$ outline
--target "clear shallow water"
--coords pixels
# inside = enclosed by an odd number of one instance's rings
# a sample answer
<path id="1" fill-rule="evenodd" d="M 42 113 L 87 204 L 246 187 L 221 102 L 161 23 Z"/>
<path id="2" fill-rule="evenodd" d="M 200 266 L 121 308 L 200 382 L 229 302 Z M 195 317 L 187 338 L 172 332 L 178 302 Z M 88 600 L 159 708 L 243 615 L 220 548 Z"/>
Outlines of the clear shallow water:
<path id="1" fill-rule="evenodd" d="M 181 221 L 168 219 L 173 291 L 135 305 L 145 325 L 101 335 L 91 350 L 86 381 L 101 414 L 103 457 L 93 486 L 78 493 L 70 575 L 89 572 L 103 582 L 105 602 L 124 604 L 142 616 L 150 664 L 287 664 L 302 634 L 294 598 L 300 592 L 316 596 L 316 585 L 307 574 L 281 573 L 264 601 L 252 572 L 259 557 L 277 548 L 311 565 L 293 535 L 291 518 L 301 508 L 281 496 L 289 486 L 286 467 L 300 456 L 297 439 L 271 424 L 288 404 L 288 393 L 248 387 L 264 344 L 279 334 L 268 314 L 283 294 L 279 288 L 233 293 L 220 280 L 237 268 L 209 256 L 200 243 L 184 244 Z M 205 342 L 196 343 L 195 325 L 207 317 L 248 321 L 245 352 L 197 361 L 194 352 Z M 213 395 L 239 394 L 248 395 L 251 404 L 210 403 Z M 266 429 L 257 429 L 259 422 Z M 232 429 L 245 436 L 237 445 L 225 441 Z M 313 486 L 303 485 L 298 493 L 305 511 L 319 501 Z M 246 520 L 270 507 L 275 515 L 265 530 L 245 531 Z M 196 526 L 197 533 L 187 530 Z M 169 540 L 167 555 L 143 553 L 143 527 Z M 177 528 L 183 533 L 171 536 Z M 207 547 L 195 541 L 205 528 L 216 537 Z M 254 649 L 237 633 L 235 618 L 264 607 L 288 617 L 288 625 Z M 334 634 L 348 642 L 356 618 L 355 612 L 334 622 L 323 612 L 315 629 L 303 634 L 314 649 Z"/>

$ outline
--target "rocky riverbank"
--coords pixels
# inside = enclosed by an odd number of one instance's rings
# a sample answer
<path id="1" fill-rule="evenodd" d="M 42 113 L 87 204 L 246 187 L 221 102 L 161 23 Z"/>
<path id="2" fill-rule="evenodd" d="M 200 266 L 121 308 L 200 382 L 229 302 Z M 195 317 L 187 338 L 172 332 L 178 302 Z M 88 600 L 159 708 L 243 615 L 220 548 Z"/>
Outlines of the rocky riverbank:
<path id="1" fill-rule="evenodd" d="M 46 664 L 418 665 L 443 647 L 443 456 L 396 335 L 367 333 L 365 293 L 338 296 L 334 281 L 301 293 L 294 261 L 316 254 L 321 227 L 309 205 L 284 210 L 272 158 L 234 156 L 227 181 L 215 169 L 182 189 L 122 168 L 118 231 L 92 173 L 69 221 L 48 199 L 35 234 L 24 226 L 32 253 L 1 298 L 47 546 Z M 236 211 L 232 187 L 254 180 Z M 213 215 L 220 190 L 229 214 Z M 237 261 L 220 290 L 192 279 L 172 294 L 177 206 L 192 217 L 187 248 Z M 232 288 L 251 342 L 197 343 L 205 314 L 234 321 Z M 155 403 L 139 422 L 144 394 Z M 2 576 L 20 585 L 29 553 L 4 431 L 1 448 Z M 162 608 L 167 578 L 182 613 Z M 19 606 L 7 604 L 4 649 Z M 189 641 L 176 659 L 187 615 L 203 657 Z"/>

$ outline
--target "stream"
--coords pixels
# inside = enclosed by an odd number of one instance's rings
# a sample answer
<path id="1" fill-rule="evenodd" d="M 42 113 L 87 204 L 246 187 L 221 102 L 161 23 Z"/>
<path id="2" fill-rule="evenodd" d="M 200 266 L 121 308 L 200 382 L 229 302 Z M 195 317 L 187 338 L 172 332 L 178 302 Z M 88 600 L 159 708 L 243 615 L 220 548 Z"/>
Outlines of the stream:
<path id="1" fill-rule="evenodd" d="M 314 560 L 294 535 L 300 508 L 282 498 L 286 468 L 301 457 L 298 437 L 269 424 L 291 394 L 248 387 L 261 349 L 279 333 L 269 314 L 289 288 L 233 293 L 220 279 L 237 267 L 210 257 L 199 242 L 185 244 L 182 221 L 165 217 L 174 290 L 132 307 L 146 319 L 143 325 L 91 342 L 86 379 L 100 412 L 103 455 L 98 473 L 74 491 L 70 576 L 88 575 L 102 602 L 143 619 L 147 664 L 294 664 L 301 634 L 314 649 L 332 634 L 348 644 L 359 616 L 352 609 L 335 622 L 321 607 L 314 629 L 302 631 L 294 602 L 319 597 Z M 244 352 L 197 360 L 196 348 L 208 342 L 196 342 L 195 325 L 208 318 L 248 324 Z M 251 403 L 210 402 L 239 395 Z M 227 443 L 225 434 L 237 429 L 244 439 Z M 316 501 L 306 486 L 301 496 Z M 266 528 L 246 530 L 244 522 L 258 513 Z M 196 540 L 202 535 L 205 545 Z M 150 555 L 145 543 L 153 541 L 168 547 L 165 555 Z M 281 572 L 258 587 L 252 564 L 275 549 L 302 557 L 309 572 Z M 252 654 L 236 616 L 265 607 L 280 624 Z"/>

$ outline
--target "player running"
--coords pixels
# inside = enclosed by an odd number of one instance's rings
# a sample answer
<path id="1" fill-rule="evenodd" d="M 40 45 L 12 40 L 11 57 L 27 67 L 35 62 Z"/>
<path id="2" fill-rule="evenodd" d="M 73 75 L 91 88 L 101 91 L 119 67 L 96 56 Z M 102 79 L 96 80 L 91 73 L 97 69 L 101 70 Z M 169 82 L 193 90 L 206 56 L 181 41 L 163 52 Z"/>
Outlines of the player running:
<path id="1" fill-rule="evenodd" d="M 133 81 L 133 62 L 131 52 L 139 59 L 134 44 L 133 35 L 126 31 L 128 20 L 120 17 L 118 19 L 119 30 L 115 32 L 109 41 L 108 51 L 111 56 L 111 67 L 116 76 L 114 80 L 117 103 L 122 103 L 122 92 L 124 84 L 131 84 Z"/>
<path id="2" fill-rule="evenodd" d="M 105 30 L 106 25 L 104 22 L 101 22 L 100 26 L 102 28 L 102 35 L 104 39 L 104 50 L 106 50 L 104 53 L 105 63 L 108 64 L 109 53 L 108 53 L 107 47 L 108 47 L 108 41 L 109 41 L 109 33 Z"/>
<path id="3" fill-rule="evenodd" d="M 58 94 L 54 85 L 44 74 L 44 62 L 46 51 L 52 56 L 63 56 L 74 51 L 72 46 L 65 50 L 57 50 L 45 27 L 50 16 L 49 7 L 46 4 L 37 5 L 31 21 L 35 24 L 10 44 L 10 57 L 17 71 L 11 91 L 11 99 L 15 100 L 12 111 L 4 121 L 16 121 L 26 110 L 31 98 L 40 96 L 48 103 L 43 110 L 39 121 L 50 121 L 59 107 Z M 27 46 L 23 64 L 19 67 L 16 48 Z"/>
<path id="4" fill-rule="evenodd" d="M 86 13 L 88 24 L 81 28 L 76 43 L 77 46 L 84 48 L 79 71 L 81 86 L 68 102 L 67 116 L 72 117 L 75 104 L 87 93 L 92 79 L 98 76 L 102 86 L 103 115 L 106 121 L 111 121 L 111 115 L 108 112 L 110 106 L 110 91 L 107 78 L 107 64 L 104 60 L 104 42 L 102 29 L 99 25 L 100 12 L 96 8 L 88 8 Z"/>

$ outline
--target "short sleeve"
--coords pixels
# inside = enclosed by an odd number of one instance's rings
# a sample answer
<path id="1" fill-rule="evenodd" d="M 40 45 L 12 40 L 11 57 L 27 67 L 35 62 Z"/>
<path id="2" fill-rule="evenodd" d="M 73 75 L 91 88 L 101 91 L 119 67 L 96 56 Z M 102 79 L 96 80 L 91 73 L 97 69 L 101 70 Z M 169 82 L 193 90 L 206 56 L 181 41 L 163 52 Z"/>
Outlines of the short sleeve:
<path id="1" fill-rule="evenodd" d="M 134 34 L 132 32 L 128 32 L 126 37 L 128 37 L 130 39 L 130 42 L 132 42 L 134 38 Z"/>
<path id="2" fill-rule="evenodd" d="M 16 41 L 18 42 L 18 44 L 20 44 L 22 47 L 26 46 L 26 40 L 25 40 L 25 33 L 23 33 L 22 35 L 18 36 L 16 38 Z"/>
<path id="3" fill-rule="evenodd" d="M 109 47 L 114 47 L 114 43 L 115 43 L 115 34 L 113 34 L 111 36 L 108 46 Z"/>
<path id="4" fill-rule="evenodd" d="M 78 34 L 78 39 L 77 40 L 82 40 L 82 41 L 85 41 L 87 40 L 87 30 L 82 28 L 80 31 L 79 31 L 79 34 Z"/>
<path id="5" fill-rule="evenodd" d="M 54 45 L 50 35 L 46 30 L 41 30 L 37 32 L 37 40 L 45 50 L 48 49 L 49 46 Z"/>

_ _ _ _ _ _ _

■ Description of the task ■
Show every line of the records above that contains the string "sleeve".

■ Solved exercise ■
--target "short sleeve"
Outlines of the short sleeve:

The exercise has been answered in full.